# [Given task]
Count how many of the lines below contain the string "lawn". Case counts, so reply with only that number.

# [Task material]
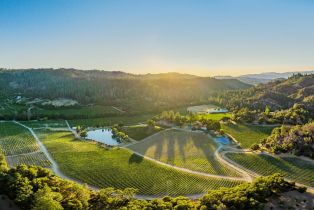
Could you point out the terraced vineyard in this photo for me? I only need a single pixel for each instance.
(120, 168)
(191, 150)
(48, 123)
(291, 167)
(247, 135)
(139, 132)
(37, 158)
(15, 139)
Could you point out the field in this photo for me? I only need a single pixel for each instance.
(106, 121)
(139, 132)
(46, 123)
(214, 116)
(121, 168)
(76, 112)
(200, 108)
(247, 135)
(36, 158)
(184, 149)
(291, 167)
(15, 139)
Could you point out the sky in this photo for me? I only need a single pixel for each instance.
(201, 37)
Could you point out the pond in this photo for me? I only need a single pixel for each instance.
(102, 136)
(222, 140)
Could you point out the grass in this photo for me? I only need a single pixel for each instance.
(291, 167)
(121, 168)
(247, 135)
(47, 123)
(101, 122)
(189, 150)
(214, 116)
(139, 132)
(82, 112)
(15, 139)
(38, 159)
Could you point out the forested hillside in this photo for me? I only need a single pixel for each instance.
(282, 94)
(112, 88)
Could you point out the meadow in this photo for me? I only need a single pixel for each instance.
(247, 135)
(191, 150)
(120, 168)
(213, 116)
(15, 139)
(36, 158)
(34, 124)
(139, 132)
(76, 112)
(107, 121)
(292, 168)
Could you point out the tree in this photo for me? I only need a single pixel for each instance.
(151, 123)
(267, 110)
(83, 133)
(45, 199)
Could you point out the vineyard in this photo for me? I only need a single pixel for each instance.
(291, 167)
(15, 139)
(191, 150)
(101, 122)
(120, 168)
(47, 123)
(247, 135)
(36, 158)
(139, 132)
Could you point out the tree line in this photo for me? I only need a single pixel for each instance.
(37, 188)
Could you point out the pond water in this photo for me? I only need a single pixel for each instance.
(103, 136)
(222, 140)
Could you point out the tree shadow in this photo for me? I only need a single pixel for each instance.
(134, 158)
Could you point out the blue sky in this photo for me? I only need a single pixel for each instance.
(212, 37)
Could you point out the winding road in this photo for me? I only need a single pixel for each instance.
(54, 165)
(247, 175)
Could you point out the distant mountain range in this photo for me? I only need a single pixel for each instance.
(254, 79)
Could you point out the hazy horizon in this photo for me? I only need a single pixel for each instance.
(205, 38)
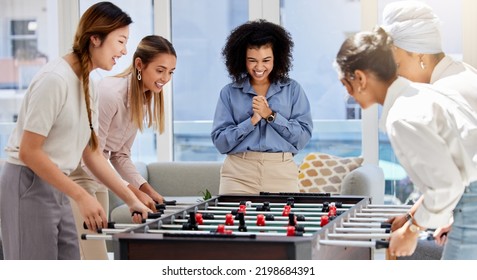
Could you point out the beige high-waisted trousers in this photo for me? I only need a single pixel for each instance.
(255, 172)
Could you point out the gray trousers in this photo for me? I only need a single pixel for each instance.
(36, 219)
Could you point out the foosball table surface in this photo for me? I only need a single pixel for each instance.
(262, 227)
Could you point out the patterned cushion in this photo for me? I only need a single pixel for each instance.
(324, 173)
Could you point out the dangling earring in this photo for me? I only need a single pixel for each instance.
(423, 66)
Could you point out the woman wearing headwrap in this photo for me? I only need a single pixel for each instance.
(433, 132)
(415, 31)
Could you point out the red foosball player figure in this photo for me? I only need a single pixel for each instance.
(221, 229)
(260, 220)
(229, 219)
(324, 220)
(199, 219)
(286, 210)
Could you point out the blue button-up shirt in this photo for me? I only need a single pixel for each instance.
(233, 132)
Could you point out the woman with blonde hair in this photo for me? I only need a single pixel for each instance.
(128, 103)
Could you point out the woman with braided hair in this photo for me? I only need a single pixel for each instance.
(55, 130)
(432, 130)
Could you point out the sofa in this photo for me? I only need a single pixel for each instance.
(173, 179)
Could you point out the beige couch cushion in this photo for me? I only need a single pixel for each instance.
(321, 172)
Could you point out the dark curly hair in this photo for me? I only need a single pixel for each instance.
(256, 34)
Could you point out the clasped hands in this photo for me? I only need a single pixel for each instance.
(261, 109)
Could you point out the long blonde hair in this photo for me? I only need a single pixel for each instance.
(98, 20)
(147, 50)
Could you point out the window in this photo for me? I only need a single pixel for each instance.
(337, 124)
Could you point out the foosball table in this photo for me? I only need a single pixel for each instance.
(266, 226)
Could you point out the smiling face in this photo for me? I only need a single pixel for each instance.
(259, 63)
(104, 54)
(158, 72)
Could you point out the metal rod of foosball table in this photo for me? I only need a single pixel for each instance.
(263, 212)
(377, 244)
(401, 206)
(396, 211)
(368, 220)
(276, 209)
(387, 215)
(363, 230)
(96, 237)
(236, 233)
(272, 204)
(254, 221)
(366, 236)
(375, 225)
(235, 228)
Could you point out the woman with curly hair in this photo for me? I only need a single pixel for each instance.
(263, 117)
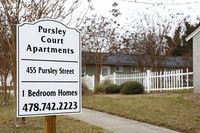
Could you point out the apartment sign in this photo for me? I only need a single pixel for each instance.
(48, 69)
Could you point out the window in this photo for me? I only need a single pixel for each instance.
(83, 71)
(119, 68)
(134, 69)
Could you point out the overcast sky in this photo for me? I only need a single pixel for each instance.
(129, 7)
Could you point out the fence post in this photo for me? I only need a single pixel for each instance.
(93, 82)
(114, 78)
(148, 81)
(187, 79)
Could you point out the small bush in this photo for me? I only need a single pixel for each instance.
(85, 90)
(112, 88)
(123, 84)
(132, 88)
(99, 88)
(106, 82)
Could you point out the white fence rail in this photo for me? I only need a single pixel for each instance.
(154, 81)
(89, 81)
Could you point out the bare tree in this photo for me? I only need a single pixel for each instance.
(99, 40)
(147, 43)
(13, 12)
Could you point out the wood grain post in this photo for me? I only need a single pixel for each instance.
(50, 124)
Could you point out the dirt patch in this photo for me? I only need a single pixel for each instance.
(190, 96)
(193, 96)
(138, 95)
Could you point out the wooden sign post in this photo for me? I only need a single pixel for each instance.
(50, 124)
(48, 71)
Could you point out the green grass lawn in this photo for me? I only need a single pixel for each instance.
(65, 124)
(177, 111)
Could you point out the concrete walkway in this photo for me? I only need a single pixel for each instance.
(118, 124)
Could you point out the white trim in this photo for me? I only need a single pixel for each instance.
(108, 68)
(118, 70)
(136, 69)
(192, 34)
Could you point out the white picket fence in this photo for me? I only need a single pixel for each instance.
(89, 81)
(154, 81)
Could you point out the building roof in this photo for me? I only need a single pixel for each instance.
(124, 59)
(193, 34)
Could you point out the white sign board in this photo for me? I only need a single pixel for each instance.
(48, 69)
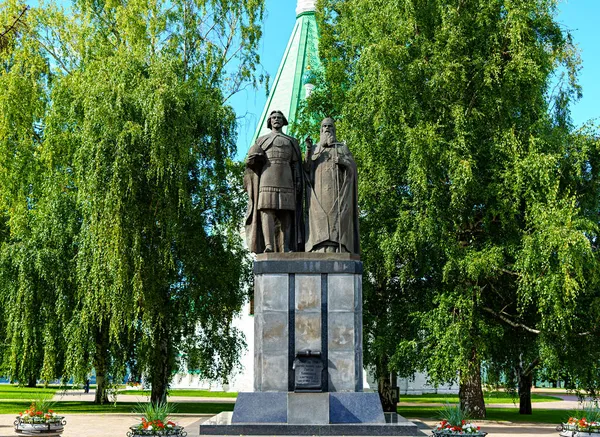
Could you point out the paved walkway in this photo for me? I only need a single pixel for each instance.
(117, 425)
(79, 395)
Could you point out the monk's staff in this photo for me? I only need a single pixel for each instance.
(337, 189)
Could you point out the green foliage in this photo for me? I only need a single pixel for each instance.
(478, 197)
(119, 194)
(453, 414)
(151, 411)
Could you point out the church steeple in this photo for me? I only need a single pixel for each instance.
(300, 60)
(305, 6)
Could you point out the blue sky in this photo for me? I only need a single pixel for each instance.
(579, 16)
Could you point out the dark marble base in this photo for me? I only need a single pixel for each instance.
(221, 425)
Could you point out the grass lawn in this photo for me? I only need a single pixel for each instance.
(497, 414)
(184, 392)
(9, 391)
(496, 397)
(76, 407)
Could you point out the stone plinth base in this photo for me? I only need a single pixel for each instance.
(307, 302)
(308, 408)
(222, 424)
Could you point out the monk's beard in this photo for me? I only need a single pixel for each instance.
(327, 139)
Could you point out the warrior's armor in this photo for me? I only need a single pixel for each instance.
(277, 182)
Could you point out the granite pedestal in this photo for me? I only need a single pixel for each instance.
(308, 303)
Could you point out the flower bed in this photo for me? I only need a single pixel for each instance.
(155, 422)
(40, 420)
(580, 428)
(168, 430)
(445, 428)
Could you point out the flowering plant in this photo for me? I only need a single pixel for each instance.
(40, 411)
(455, 423)
(155, 421)
(589, 420)
(445, 427)
(582, 425)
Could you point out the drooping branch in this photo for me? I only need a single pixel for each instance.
(510, 322)
(12, 27)
(504, 317)
(532, 366)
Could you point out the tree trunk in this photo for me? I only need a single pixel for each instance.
(525, 381)
(101, 364)
(385, 394)
(161, 370)
(470, 391)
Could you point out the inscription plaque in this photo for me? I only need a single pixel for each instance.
(308, 372)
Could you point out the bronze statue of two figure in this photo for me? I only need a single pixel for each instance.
(295, 204)
(302, 224)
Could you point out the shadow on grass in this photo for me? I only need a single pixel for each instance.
(76, 407)
(539, 415)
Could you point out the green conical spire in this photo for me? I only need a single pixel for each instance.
(300, 61)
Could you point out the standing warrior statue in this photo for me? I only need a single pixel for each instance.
(273, 181)
(332, 195)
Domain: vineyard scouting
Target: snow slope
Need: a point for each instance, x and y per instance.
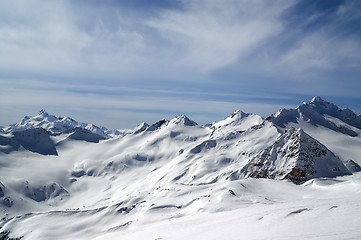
(57, 125)
(175, 179)
(338, 129)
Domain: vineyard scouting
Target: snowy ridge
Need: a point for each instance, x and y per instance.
(242, 176)
(316, 113)
(295, 156)
(57, 125)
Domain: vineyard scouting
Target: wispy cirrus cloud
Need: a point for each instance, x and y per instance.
(167, 56)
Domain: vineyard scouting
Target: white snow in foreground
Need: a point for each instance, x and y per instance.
(177, 180)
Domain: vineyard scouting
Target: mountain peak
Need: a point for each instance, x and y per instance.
(316, 99)
(183, 119)
(295, 156)
(43, 112)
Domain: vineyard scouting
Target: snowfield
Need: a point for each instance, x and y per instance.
(293, 175)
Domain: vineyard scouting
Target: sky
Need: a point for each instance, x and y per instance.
(119, 63)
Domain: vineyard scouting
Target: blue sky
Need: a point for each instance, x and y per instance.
(118, 63)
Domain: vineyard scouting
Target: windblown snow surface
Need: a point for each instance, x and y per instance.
(293, 175)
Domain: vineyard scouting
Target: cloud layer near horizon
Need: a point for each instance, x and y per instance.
(227, 50)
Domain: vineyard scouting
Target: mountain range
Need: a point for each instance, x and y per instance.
(55, 168)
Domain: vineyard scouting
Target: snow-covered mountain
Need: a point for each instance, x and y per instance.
(295, 174)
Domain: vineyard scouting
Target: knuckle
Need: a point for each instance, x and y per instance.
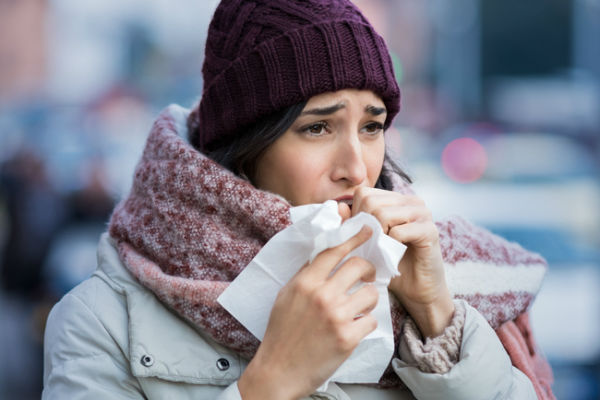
(302, 287)
(334, 318)
(344, 341)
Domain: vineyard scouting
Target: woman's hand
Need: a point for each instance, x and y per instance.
(421, 287)
(313, 326)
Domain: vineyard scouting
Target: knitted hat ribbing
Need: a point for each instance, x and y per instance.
(263, 56)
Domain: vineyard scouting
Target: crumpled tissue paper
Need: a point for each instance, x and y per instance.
(316, 227)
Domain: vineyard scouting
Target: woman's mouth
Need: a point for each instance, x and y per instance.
(346, 200)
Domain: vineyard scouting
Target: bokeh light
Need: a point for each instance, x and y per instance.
(464, 160)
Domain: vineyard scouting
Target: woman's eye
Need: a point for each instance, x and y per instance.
(319, 128)
(373, 128)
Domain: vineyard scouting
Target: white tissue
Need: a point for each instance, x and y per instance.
(316, 227)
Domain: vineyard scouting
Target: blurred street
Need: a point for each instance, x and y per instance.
(500, 123)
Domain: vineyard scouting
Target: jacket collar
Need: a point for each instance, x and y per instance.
(161, 344)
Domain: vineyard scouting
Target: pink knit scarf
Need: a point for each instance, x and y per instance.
(189, 226)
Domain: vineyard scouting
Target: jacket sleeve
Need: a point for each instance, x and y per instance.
(81, 359)
(483, 371)
(517, 338)
(230, 393)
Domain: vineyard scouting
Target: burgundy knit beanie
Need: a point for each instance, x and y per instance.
(265, 55)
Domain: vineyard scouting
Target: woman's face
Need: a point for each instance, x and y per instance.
(335, 146)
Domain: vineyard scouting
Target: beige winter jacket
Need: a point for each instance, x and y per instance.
(110, 338)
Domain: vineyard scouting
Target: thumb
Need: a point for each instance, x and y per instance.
(344, 211)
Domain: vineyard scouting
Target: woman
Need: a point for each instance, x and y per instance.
(296, 98)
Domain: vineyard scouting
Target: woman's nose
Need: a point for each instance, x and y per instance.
(349, 164)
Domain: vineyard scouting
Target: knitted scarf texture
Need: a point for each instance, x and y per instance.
(189, 226)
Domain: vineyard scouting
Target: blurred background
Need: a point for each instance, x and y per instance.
(500, 123)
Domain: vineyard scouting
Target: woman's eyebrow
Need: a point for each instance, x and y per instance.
(324, 110)
(375, 110)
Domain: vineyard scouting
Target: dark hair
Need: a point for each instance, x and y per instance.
(241, 154)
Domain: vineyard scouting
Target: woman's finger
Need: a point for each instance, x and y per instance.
(361, 302)
(389, 217)
(326, 261)
(417, 234)
(352, 271)
(371, 199)
(362, 326)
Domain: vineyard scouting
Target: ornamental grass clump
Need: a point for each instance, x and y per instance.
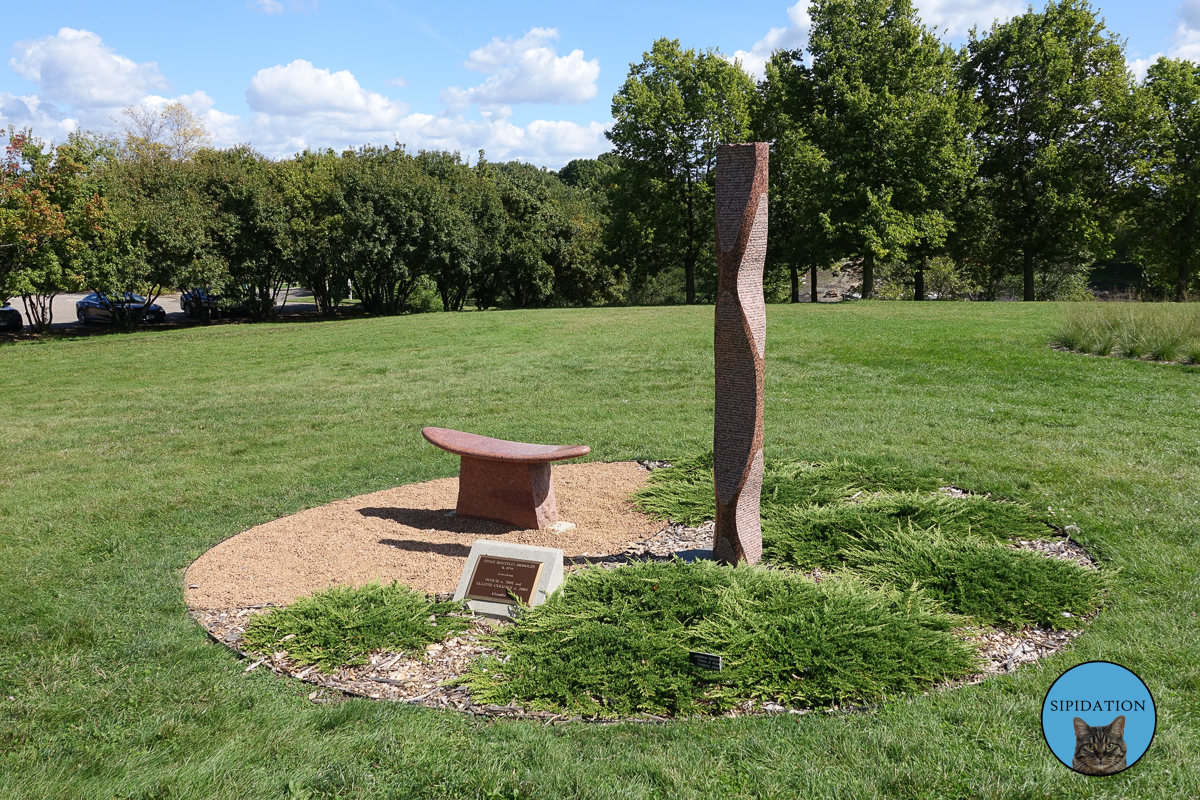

# [Exercise response]
2